== Testo da leggere ==
Ragazzi, io ci sto provando ad aggiornare il blog, davvero, ma ultimamente le cose che mi escono quando mi siedo davanti alla tastiera somigliano all’ultimo Die Hard, un casino di botti per coprire la tristezza che trapela dalle schioppettate, e non so voi a leggerlo, ma a me scrivere così fa cagare, e allora preferisco non scrivere proprio.

Fra l’altro avrei anche un lavoro da preparare per un amico, una specie di racconto corale in cui mi sono scelto il personaggio e mi sono fatto una mezza idea di dove andare a parare, poi ho iniziato a scrivere e la pagina bianca ha avuto la meglio.

L’avete mai notato il fascino che ha una pagina immacolata? Non importa se di carta o di pixel, quella superficie intatta come il campo da calcio dopo la neve ti mette soggezione se non sei abbastanza veloce e abbastanza sicuro di te da lasciarci subito una pedata e spezzare l’incantesimo.

== Istruzioni di lavoro ==
(A) Nel post sulla pagina bianca, a che cosa viene paragonata la superficie intatta della pagina immacolata?
(B) Prosegui il post sulla pagina bianca a partire dall'ultima frase riportata.
L'elenco è materiale a sé, distinto dal post sulla pagina bianca.

(Voci archiviate da una raccolta)
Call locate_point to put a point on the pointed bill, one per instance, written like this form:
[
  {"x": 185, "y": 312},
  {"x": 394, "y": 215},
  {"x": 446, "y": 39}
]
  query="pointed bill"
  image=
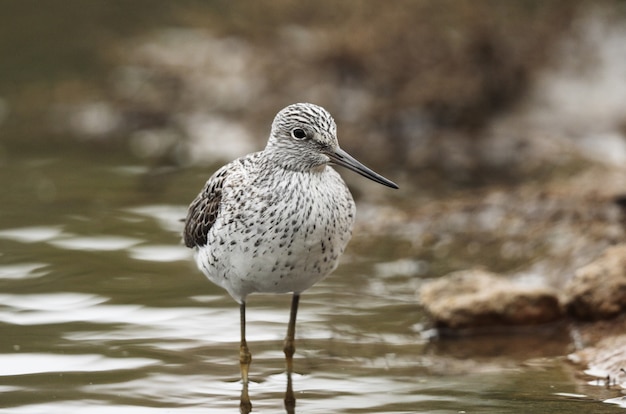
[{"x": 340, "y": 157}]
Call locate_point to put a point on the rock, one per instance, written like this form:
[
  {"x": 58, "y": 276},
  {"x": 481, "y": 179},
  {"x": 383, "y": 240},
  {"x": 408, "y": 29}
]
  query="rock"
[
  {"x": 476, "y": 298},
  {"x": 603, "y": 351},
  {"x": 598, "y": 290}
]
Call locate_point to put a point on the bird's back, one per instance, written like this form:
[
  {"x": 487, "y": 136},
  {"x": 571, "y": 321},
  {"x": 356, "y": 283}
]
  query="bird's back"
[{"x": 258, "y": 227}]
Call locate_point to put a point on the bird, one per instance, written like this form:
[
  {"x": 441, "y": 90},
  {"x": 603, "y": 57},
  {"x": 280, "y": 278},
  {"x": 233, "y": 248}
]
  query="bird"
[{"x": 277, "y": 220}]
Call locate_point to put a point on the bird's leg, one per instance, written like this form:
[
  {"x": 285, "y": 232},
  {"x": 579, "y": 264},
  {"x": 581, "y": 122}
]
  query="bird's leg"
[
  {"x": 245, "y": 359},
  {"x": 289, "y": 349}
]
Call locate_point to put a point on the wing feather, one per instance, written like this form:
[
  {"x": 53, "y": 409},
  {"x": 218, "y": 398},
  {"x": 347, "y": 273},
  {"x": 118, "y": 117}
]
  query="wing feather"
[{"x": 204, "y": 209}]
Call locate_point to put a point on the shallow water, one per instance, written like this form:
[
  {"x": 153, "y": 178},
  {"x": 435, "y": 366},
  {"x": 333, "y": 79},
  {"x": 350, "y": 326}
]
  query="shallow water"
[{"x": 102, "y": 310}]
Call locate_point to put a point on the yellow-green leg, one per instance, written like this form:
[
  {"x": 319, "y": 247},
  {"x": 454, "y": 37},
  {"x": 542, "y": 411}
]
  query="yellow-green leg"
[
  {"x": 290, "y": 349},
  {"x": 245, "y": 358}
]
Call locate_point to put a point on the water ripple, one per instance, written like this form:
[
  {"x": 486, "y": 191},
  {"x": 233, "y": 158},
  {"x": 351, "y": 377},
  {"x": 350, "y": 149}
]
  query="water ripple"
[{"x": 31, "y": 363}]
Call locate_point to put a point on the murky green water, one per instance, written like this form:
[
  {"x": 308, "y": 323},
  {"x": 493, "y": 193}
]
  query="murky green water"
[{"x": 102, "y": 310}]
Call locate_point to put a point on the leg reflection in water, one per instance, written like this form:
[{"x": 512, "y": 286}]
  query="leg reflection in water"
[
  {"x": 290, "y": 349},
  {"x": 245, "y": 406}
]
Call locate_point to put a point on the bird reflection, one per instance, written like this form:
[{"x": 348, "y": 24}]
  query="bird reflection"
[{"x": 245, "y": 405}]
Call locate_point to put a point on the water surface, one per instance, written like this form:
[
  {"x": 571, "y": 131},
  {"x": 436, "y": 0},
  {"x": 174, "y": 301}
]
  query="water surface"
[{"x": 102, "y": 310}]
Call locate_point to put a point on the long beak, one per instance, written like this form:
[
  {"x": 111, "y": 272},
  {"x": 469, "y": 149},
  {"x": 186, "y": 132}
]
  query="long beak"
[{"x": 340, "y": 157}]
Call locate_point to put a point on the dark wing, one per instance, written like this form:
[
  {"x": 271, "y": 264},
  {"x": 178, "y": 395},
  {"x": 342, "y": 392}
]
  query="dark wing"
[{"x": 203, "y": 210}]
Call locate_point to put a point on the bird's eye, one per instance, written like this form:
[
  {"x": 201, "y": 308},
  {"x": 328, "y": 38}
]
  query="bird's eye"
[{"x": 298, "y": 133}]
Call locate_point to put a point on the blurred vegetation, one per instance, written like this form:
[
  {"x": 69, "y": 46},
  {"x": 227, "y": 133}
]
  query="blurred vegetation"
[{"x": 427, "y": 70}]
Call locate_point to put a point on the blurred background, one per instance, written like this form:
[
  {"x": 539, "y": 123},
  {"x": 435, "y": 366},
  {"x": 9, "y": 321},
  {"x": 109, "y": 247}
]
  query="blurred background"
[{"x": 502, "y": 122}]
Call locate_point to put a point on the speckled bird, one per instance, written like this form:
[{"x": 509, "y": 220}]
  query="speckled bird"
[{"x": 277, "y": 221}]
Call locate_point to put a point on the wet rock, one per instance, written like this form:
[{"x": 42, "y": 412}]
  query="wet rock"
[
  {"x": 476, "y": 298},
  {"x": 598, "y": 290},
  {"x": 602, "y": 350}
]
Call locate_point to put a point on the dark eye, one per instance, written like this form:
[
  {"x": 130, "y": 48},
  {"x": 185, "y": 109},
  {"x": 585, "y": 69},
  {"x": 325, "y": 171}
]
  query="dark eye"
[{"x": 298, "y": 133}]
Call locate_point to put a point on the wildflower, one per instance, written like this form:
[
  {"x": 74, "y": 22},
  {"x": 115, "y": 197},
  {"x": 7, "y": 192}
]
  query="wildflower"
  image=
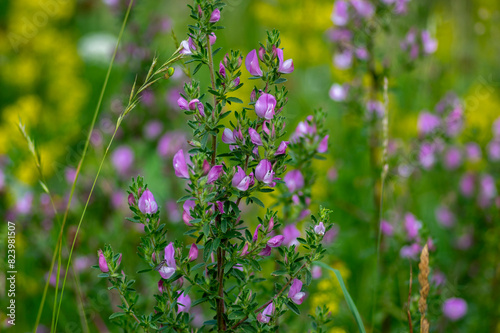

== Risposte ==
(A) Al campo da calcio dopo la neve.

(B)
Il campo da calcio secondo me ti frega anche senza la neve, quel verde che ferisce gli occhi è in grado di ipnotizzare le menti deboli, piglia questi poveretti e li annichilisce, fa dimenticare loro dove si trovano e cosa devono farci lì, e dev’essere così per forza, sennò non mi spiego metà della formazione del Genoa.

Comunque sono qui, tiro giù due righe per farvi sapere come va, e anche per togliere dalla vista quello sfogo polemico di prima, che poi arriva uno che gl’interessa sapere cosa scrivo, che ha letto il mio nome su internet (il mio nome gira un casino su internet, ce la battiamo io e un pittore argentino), capita qui e mi prende per un rancoroso mugugnone.

Cioè, lo sono davvero, soprattutto rancoroso, ho dei tempi biblici per superare certe cose, otto anni sono solo il tempo necessario a metabolizzare l’accaduto, poi devi farne passare altri nove minimo, e alla fine fai prima a metterci una pietra sopra, che se aspetti che mi passi finisce che la pietra vengono a metterla sopra a te. Di quelle con la data e la foto ovale, non so se hai presente.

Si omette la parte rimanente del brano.